▶ _What is needed_
Take the part of the listing that opens with the line containing "[spot] the bags" and closes with the line containing "(1196, 357)", and write those lines out again with "shop window display" swapped for "storefront display" and nothing else changed.

▶ _Record excerpts_
###

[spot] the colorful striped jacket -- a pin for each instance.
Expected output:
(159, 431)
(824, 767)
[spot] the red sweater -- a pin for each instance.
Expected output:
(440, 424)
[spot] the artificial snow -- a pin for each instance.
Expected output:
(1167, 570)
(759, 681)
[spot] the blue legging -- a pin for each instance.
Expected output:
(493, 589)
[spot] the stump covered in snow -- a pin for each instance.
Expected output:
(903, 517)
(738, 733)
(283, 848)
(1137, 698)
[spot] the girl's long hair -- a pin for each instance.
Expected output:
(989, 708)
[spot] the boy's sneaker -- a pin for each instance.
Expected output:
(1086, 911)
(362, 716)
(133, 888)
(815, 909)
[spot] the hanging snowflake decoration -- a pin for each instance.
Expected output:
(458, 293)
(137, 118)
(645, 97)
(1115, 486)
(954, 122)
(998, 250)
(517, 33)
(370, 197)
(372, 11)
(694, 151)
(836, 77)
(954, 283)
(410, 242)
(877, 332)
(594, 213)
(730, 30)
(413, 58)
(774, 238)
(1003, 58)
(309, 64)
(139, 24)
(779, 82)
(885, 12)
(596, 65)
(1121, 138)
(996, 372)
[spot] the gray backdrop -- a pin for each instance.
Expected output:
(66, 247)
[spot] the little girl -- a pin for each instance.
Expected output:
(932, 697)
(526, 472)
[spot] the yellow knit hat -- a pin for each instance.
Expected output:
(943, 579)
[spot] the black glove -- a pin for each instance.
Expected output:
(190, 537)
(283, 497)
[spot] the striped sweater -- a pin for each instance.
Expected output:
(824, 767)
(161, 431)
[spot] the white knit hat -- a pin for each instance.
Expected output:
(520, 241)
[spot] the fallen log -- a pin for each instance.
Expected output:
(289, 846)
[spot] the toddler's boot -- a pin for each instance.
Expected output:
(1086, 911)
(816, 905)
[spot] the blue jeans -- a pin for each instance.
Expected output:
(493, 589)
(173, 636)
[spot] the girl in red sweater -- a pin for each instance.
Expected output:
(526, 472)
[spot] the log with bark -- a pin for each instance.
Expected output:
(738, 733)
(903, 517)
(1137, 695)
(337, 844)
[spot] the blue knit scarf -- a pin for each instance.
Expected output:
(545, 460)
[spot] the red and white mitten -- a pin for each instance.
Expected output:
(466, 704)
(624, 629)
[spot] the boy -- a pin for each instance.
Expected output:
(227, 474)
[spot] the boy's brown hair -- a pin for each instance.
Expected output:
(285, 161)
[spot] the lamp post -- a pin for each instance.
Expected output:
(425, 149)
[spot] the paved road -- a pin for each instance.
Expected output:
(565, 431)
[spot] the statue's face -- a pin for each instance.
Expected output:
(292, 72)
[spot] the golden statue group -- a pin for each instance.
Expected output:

###

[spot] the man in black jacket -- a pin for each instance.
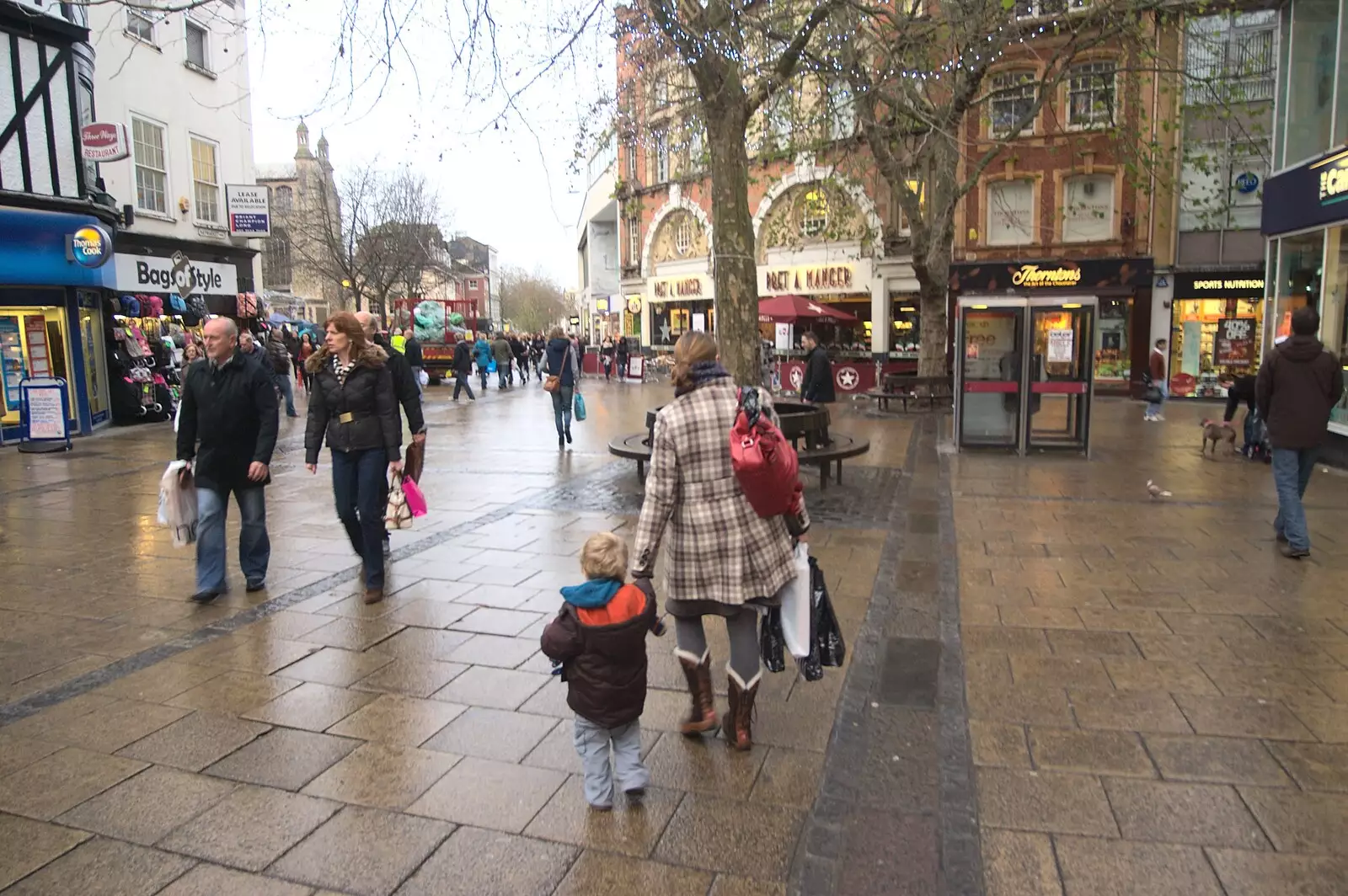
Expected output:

###

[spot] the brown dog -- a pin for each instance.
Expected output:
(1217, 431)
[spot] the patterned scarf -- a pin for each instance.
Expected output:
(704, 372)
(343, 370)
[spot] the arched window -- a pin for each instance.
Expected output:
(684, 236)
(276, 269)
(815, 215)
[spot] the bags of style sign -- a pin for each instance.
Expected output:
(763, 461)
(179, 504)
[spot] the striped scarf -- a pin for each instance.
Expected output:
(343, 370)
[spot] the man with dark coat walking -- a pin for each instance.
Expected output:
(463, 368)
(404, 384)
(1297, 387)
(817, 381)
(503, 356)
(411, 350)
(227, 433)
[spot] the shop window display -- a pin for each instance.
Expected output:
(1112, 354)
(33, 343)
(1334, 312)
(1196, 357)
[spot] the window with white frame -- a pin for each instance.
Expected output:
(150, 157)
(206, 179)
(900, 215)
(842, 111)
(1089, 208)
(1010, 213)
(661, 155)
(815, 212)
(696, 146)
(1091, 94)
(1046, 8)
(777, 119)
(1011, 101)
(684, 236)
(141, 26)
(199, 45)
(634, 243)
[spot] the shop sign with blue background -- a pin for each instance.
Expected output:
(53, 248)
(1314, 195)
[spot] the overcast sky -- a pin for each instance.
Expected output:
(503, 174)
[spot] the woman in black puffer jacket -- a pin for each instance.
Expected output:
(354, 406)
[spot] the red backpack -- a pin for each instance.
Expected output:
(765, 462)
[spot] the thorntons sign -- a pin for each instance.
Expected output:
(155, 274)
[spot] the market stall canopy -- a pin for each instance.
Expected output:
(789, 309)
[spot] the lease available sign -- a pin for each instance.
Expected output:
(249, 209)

###

▶ _Task result_
[spot] the bags of style sign -- a pin for each instance.
Expected output:
(763, 461)
(179, 504)
[spot] the striped scarf -- a pin for each instance.
Expected output:
(343, 370)
[spot] the man with dark coat walking -- a pin for each instance.
Expected output:
(463, 368)
(404, 384)
(1297, 387)
(817, 381)
(503, 356)
(411, 350)
(227, 433)
[spot] the storefront display -- a pin for each instance.
Expected output:
(1112, 354)
(33, 343)
(1334, 312)
(1196, 357)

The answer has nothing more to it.